[Dataset records on object locations]
-*-*-

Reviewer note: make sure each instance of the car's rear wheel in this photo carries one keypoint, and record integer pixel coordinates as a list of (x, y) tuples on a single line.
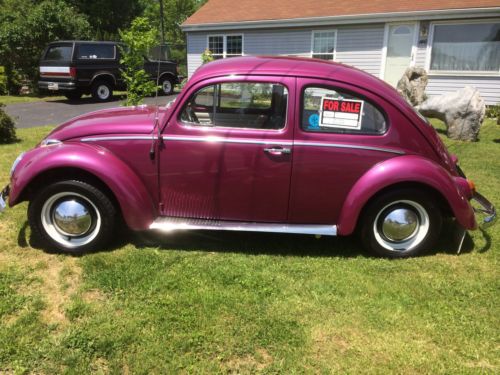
[(72, 216), (401, 223), (73, 95), (102, 91)]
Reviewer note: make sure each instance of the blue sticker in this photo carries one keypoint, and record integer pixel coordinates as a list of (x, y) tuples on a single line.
[(314, 121)]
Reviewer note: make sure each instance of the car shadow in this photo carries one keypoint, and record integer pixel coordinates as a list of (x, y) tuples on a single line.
[(253, 243), (88, 100)]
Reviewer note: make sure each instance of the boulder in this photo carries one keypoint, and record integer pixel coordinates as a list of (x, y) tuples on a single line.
[(412, 85), (462, 111)]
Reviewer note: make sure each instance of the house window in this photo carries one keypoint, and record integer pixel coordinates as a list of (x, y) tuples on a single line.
[(223, 46), (323, 44), (472, 47)]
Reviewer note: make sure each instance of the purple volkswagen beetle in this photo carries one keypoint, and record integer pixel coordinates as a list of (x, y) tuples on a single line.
[(251, 144)]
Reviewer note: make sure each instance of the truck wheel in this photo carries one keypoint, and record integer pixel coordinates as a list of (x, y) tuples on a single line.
[(167, 86), (72, 217), (401, 223), (102, 91), (73, 95)]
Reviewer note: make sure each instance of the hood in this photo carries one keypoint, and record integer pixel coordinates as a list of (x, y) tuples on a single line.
[(122, 120)]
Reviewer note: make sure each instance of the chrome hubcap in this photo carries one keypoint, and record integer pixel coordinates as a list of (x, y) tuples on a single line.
[(72, 217), (400, 224), (103, 92), (167, 87)]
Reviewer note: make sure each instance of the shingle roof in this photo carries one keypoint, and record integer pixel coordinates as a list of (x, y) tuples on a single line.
[(223, 11)]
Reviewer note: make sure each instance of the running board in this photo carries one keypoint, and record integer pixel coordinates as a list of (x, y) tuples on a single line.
[(169, 224)]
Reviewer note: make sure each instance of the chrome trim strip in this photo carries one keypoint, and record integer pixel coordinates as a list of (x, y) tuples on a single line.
[(216, 139), (120, 138), (169, 224), (342, 145)]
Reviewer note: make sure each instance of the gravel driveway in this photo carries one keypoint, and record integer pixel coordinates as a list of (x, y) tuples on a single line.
[(28, 115)]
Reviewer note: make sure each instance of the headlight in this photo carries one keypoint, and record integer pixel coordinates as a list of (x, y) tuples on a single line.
[(49, 142), (16, 162)]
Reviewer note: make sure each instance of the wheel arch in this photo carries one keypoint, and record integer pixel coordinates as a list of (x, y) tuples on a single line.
[(117, 180), (405, 172)]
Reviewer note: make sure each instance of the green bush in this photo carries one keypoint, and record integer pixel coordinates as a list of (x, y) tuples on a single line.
[(493, 111), (7, 127), (3, 81)]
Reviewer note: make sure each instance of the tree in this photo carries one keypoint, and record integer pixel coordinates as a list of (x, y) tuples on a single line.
[(175, 13), (139, 40), (27, 26), (106, 17)]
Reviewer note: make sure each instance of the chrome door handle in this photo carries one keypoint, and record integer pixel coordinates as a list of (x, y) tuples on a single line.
[(278, 150)]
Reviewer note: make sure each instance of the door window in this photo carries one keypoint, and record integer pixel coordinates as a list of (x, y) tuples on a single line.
[(238, 105), (328, 110)]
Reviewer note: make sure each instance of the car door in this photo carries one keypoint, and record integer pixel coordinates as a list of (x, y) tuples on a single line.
[(227, 151), (341, 133)]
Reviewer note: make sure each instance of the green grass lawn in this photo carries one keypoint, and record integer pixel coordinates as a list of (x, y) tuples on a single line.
[(208, 302)]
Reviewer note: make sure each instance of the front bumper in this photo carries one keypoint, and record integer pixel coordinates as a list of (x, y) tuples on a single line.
[(486, 214), (3, 198)]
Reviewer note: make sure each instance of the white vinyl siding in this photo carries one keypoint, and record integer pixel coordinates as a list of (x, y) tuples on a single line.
[(357, 45)]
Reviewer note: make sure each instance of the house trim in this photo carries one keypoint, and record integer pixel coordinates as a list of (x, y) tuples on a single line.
[(428, 15)]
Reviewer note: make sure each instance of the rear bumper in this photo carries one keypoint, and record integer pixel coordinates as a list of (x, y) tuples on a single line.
[(61, 86), (486, 214)]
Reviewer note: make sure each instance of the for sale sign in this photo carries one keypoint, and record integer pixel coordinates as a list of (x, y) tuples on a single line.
[(337, 113)]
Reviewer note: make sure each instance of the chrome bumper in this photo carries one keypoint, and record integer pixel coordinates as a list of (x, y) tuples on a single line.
[(486, 213), (3, 197)]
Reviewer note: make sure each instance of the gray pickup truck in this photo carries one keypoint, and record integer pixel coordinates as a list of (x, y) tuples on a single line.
[(74, 68)]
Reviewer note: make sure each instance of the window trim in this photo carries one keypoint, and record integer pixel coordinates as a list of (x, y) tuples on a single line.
[(77, 52), (461, 73), (347, 91), (224, 44), (192, 125), (313, 32)]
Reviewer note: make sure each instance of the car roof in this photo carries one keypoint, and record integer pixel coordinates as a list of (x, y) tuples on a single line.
[(298, 67)]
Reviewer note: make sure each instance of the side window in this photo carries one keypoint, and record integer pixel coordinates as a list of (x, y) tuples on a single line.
[(327, 110), (96, 51), (238, 105)]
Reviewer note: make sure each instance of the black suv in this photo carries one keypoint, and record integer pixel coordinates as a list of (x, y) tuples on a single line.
[(74, 68)]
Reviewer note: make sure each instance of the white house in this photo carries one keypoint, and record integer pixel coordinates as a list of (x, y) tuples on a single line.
[(456, 41)]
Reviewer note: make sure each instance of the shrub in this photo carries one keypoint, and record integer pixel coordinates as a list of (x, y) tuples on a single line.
[(3, 81), (493, 111), (7, 127), (207, 56)]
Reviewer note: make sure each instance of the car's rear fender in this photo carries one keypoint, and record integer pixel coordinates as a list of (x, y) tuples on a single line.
[(134, 200), (407, 170)]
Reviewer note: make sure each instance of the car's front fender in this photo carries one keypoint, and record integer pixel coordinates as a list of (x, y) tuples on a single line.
[(406, 169), (134, 199)]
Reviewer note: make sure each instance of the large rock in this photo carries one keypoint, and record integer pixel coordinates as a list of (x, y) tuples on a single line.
[(462, 111), (412, 85)]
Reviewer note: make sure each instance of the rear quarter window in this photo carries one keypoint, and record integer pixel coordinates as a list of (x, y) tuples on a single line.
[(59, 53), (328, 110), (95, 51)]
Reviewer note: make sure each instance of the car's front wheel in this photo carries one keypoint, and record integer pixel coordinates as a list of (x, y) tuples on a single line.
[(401, 223), (72, 216)]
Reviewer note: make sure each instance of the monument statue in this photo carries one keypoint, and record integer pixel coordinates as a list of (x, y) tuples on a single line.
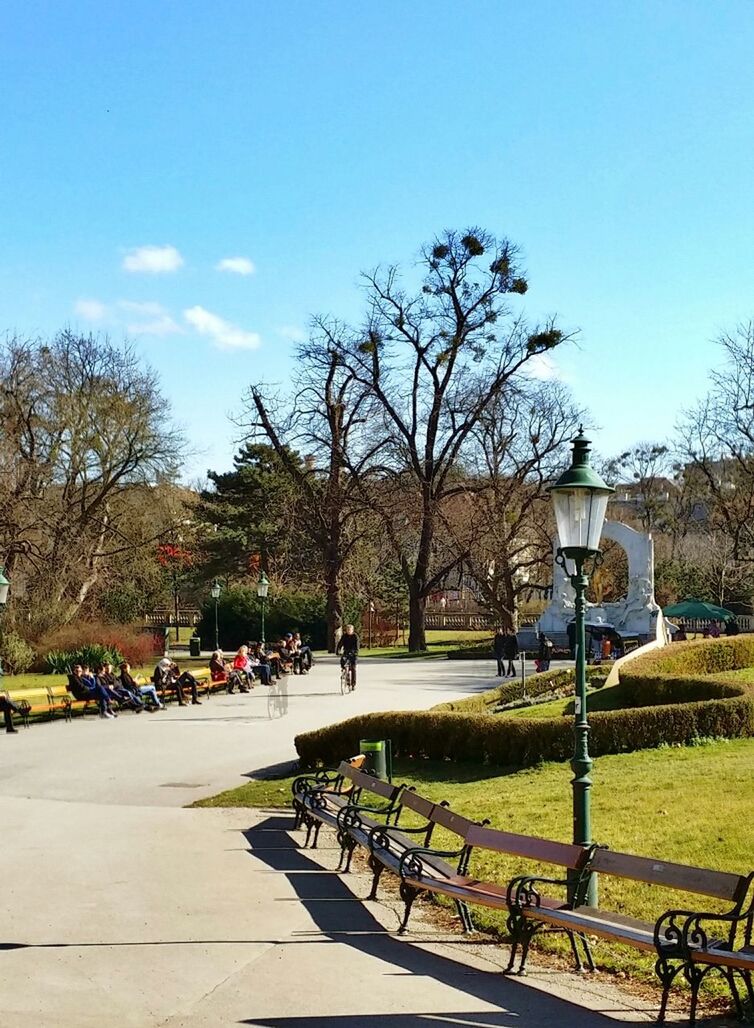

-*-*-

**WRITTEN TASK:** Copy the material from the line with "Reviewer note: make sure each instance of the house window" to the line with "[(167, 86), (72, 217), (401, 223), (102, 91), (73, 95)]", both ends included, and leave every line in place. Offset each coordinate by 75 while keeping all other text unchanged.

**OUTPUT BELOW:**
Reviewer note: make sure each instance of the house window in this photo carries one keypoint, and record integer pixel coordinates as a list of (x, y) tuples on a single line.
[(298, 121), (398, 119), (547, 122)]
Reviewer note: make sure each instance of the purple volkswagen beetle in this photo carries one keypoint, and record integer pixel coordinates as a list of (x, y) tuples on a single line.
[(326, 219)]
Reviewer note: make sure each instance of the truck wheel in this photo carries one keypoint, and record integer pixel coordinates as a list of (x, y) tuples on a single line.
[(242, 161), (147, 292), (476, 298), (177, 166), (148, 170)]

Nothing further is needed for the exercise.